═════ Supplied material ═════

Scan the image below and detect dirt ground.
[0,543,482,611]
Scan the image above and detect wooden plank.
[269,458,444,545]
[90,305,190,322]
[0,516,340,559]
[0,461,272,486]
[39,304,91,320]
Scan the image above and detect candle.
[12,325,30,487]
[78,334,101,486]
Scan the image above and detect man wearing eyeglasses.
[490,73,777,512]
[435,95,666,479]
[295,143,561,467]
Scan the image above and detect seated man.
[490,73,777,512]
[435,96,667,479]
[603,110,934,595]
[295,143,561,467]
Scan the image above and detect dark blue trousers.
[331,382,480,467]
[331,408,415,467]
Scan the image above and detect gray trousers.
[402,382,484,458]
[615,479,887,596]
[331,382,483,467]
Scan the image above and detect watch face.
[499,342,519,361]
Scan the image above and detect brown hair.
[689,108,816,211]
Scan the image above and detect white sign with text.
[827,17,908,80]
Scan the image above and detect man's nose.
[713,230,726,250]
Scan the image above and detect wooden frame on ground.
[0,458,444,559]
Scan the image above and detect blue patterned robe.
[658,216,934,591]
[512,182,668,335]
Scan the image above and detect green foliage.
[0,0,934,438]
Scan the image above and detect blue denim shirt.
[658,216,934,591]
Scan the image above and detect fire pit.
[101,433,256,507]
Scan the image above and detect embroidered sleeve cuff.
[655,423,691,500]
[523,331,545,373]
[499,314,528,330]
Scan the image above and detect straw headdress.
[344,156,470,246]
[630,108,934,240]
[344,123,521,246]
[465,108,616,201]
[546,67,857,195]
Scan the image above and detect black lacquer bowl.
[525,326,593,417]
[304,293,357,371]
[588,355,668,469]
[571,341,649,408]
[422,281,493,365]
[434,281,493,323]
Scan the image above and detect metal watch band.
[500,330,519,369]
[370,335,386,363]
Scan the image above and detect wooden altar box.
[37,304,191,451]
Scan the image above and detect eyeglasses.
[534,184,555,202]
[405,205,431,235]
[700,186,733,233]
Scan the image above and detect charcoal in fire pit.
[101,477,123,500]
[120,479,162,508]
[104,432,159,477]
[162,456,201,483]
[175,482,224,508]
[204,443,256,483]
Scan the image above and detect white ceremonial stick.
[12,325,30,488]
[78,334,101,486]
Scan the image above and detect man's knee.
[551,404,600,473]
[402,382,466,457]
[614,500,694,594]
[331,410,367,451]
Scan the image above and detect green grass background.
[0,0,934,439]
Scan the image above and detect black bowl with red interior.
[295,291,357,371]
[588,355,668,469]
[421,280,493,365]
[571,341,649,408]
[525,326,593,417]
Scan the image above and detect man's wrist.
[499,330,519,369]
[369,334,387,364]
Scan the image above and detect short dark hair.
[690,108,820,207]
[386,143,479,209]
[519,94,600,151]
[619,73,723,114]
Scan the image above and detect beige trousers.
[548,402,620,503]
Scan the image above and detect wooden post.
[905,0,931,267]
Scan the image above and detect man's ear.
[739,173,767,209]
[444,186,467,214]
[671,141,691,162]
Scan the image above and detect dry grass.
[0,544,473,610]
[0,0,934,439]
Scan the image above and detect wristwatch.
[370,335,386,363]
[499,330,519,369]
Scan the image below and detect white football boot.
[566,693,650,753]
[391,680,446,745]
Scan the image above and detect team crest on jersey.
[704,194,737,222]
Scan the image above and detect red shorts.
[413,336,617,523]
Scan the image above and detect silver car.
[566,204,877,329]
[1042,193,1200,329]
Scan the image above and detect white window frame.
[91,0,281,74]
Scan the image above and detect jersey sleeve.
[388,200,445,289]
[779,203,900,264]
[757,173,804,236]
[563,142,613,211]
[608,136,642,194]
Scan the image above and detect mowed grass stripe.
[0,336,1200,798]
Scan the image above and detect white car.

═════

[To be done]
Turn all the records above into a Markdown table with two columns, Number and Text. Give each nonblank line its own row with its number, and skip blank lines.

[Output for this task]
| Number | Text |
|---|---|
| 1 | Scan the image below and detect dirt ground. |
| 2 | [0,543,482,611] |
| 3 | Scan the image above and detect wooden plank. |
| 4 | [269,458,444,545] |
| 5 | [90,305,190,322] |
| 6 | [0,516,340,559] |
| 7 | [0,461,272,486] |
| 8 | [39,304,91,320] |
| 9 | Scan the image above and detect candle. |
| 10 | [12,325,30,487] |
| 11 | [78,334,101,486] |
| 12 | Scan the image above and detect man wearing eyeglasses. |
| 13 | [490,73,777,512] |
| 14 | [435,95,666,479] |
| 15 | [295,143,561,467] |
| 16 | Scan the image above and detect seated man. |
| 17 | [490,73,777,512] |
| 18 | [435,96,667,479] |
| 19 | [603,110,934,595] |
| 20 | [295,143,561,467] |
| 21 | Scan the image above and detect dark blue trousers. |
| 22 | [331,382,480,467] |
| 23 | [331,408,415,467] |
| 24 | Scan the image above and detect gray trousers. |
| 25 | [402,382,484,458] |
| 26 | [615,479,887,596] |
| 27 | [331,382,483,467] |
| 28 | Scan the image above and detect watch face. |
| 29 | [499,342,519,361] |
| 30 | Scan the image above and detect brown hair. |
| 31 | [689,108,816,211] |
| 32 | Scan the image above and detect white sign with text. |
| 33 | [827,17,908,80] |
| 34 | Scan the image above and detect man's nose. |
| 35 | [713,230,726,250] |
| 36 | Scan the image above and detect wooden frame on ground. |
| 37 | [0,458,444,559] |
| 38 | Scan the image above and detect blue patterned robe. |
| 39 | [658,216,934,591] |
| 40 | [512,182,668,335] |
| 41 | Scan the image above and detect green foliage. |
| 42 | [0,0,934,438] |
| 43 | Scan the image above and detect blue denim shirt. |
| 44 | [658,216,934,591] |
| 45 | Scan the image above and detect fire pit. |
| 46 | [101,433,256,507] |
| 47 | Scan the image above and detect embroidered sleeve cuff. |
| 48 | [655,423,691,500] |
| 49 | [523,331,545,373] |
| 50 | [499,314,528,330] |
| 51 | Scan the image above and detect straw headdress. |
| 52 | [344,156,470,246] |
| 53 | [630,108,934,240] |
| 54 | [344,123,521,246] |
| 55 | [465,108,616,201] |
| 56 | [546,67,857,195] |
| 57 | Scan the image above and detect black lacquer bowl. |
| 58 | [525,326,593,417] |
| 59 | [304,293,357,371] |
| 60 | [588,355,668,469] |
| 61 | [571,341,649,408] |
| 62 | [422,281,493,365] |
| 63 | [434,281,493,323] |
| 64 | Scan the image above and detect metal watch band. |
| 65 | [500,330,519,369] |
| 66 | [370,335,386,363] |
| 67 | Scan the image above and detect wooden altar box. |
| 68 | [37,304,191,451] |
| 69 | Scan the image above and detect eyeglasses. |
| 70 | [534,184,555,202] |
| 71 | [405,205,431,235] |
| 72 | [700,186,733,233] |
| 73 | Scan the image above and detect charcoal in fire pit. |
| 74 | [101,477,123,500] |
| 75 | [120,479,162,508] |
| 76 | [104,432,159,477] |
| 77 | [162,456,201,483] |
| 78 | [175,482,224,508] |
| 79 | [204,443,256,483] |
| 80 | Scan the image above and detect white ceremonial stick. |
| 81 | [12,325,30,488] |
| 82 | [78,334,101,486] |
| 83 | Scan the image above and detect man's knee. |
| 84 | [551,404,600,473] |
| 85 | [402,382,466,457] |
| 86 | [614,500,694,594] |
| 87 | [331,410,367,451] |
| 88 | Scan the image above and detect green grass background. |
| 89 | [0,0,934,439] |
| 90 | Scan the image above and detect black bowl with red interior. |
| 91 | [295,291,357,371] |
| 92 | [588,355,668,469] |
| 93 | [421,280,493,365] |
| 94 | [571,341,649,408] |
| 95 | [525,326,593,417] |
| 96 | Scan the image above and detect man's wrist. |
| 97 | [499,330,519,369] |
| 98 | [369,334,387,364] |
| 99 | Scan the image above and detect short dark hair. |
| 100 | [690,108,820,207] |
| 101 | [386,143,479,209] |
| 102 | [519,94,600,151] |
| 103 | [619,73,723,114] |
| 104 | Scan the image above and detect beige trousers. |
| 105 | [548,402,620,503] |
| 106 | Scan the image above and detect wooden post. |
| 107 | [905,0,931,267] |
| 108 | Scan the image above and detect man's ear. |
| 109 | [739,173,767,209] |
| 110 | [444,186,467,214] |
| 111 | [671,141,691,162] |
| 112 | Scan the image above and detect dry grass. |
| 113 | [0,544,473,610] |
| 114 | [0,0,934,439] |
| 115 | Scan the image above and detect wristwatch. |
| 116 | [370,335,386,363] |
| 117 | [499,330,519,369] |
| 118 | Scan the image below and detect white football boot. |
| 119 | [566,693,650,753] |
| 120 | [391,680,446,745] |
| 121 | Scan the image above and detect team crest on jersey. |
| 122 | [704,194,737,222] |
| 123 | Scan the image above and detect red shorts. |
| 124 | [413,336,617,523] |
| 125 | Scan the image above and detect silver car. |
| 126 | [566,204,877,329] |
| 127 | [1042,193,1200,329] |
| 128 | Scan the image above and detect white window frame. |
| 129 | [91,0,281,74] |
| 130 | Scan the image above and detect jersey sleeve. |
| 131 | [388,200,445,289] |
| 132 | [779,203,900,264] |
| 133 | [757,173,804,236] |
| 134 | [563,142,613,211] |
| 135 | [608,136,642,194] |
| 136 | Scan the image above and detect mowed grass stripe. |
| 137 | [0,336,1200,798] |
| 138 | Scan the image above and detect white car. |